(Records drawn from a dataset)
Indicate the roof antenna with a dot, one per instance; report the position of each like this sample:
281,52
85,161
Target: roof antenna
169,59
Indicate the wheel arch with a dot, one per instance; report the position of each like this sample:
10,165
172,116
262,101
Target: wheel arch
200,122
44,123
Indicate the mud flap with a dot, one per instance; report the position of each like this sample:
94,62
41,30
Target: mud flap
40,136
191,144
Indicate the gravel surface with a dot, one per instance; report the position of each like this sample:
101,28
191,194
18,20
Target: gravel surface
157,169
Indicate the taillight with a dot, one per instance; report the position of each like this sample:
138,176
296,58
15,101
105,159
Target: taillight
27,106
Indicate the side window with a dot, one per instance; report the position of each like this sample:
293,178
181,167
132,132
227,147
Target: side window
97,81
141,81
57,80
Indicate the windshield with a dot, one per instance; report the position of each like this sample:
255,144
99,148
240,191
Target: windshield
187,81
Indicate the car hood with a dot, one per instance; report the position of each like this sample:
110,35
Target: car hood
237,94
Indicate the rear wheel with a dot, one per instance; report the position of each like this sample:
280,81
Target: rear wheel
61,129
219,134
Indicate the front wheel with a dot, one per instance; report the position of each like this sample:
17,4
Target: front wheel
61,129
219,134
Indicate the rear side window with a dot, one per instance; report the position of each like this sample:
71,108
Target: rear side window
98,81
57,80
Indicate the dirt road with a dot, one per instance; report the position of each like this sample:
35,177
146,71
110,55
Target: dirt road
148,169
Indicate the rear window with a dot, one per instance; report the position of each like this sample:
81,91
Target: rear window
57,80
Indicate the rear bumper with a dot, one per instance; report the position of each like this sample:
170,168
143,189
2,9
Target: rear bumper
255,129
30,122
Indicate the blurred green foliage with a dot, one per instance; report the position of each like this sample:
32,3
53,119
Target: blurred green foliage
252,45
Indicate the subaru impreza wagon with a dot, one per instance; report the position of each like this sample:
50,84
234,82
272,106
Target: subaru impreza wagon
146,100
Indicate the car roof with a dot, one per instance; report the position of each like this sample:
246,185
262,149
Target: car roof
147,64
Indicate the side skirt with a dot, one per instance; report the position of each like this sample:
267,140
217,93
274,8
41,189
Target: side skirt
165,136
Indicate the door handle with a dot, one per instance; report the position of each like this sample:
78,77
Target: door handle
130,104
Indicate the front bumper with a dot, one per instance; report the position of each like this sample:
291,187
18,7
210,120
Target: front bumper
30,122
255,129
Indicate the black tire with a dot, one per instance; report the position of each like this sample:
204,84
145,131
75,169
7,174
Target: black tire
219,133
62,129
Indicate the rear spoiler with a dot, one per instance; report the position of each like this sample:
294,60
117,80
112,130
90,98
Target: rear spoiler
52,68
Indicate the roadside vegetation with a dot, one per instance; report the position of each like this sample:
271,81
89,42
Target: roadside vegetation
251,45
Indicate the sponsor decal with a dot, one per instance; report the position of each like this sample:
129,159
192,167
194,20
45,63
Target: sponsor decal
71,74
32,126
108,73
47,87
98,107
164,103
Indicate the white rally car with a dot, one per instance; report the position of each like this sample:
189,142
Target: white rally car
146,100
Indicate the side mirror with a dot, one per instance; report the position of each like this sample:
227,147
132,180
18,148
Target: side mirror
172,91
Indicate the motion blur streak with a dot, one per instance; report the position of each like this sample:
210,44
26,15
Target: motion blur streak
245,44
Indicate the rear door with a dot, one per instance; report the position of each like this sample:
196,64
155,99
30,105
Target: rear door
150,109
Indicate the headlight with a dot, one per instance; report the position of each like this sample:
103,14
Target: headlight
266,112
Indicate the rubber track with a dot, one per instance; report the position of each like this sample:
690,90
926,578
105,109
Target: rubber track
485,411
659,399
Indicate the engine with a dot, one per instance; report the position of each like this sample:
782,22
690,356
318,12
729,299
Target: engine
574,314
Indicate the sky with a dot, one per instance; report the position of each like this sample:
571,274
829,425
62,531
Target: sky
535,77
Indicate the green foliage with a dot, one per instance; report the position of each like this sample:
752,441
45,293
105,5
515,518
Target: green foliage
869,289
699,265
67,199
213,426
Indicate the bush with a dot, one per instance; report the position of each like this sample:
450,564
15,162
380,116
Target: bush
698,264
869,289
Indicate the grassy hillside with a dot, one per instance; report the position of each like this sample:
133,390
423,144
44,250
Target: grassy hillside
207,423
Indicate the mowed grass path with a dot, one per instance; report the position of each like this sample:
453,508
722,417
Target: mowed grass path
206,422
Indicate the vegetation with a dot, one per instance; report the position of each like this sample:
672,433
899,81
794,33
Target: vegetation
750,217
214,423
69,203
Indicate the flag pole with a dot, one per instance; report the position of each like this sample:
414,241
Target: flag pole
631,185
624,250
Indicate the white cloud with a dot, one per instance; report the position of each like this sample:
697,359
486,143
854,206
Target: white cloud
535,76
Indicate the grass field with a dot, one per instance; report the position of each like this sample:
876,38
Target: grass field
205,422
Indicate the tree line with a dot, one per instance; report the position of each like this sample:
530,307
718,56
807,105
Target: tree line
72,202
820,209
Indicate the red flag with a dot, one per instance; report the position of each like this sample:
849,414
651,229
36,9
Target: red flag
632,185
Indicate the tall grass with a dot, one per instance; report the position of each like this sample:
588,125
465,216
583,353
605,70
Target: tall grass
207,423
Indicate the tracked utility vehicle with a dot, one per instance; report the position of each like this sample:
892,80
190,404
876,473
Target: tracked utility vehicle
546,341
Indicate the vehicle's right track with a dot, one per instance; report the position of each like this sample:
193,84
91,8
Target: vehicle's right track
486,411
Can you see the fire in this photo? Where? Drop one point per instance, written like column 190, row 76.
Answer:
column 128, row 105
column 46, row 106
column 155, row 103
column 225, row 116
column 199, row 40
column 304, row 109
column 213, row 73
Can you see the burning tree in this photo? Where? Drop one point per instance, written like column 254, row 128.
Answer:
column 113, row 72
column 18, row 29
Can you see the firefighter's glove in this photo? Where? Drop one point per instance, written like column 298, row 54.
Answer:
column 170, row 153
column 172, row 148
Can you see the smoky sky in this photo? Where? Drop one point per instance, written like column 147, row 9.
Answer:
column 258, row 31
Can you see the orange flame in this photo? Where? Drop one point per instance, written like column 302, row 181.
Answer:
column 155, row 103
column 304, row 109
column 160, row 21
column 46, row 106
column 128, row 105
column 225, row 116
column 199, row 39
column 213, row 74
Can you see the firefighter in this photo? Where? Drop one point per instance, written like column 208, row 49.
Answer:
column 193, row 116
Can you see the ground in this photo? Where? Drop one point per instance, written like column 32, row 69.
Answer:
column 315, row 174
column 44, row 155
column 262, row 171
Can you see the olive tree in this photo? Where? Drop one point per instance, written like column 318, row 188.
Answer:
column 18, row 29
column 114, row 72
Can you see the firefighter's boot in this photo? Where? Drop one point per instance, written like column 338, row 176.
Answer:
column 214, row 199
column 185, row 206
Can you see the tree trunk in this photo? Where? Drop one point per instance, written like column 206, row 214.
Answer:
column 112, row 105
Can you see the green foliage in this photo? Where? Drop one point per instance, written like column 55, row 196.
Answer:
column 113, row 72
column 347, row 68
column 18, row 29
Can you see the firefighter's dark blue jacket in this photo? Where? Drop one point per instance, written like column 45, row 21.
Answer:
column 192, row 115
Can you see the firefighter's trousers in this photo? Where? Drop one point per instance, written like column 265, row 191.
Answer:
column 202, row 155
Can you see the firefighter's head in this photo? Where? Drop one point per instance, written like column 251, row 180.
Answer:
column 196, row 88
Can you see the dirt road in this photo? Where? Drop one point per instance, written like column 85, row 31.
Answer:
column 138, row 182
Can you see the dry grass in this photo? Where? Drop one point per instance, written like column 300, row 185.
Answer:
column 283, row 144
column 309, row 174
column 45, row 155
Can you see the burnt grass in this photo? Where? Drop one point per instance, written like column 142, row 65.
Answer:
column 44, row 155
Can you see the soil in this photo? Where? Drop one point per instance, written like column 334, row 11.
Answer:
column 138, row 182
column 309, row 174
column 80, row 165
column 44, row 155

■ ABOUT THIS TASK
The lines above that hold the word "firefighter" should be found and copied out.

■ ANSWER SPACE
Can you see the firefighter's glove in this photo? Where? Drop one point per instance, written like column 298, row 54.
Can you see the firefighter in this photo? Where? Drop one point per instance, written like column 208, row 49.
Can you see the firefighter's boot in this photo? Where? Drop one point per instance, written like column 338, row 176.
Can you see the firefighter's dark blue jacket in this photo? Where? Drop one point per instance, written like column 45, row 21.
Can you see the firefighter's trousers in this photo? Where? Drop one point per instance, written like column 265, row 191.
Can you see the firefighter's head in this photo? Where? Drop one point per instance, written like column 251, row 180.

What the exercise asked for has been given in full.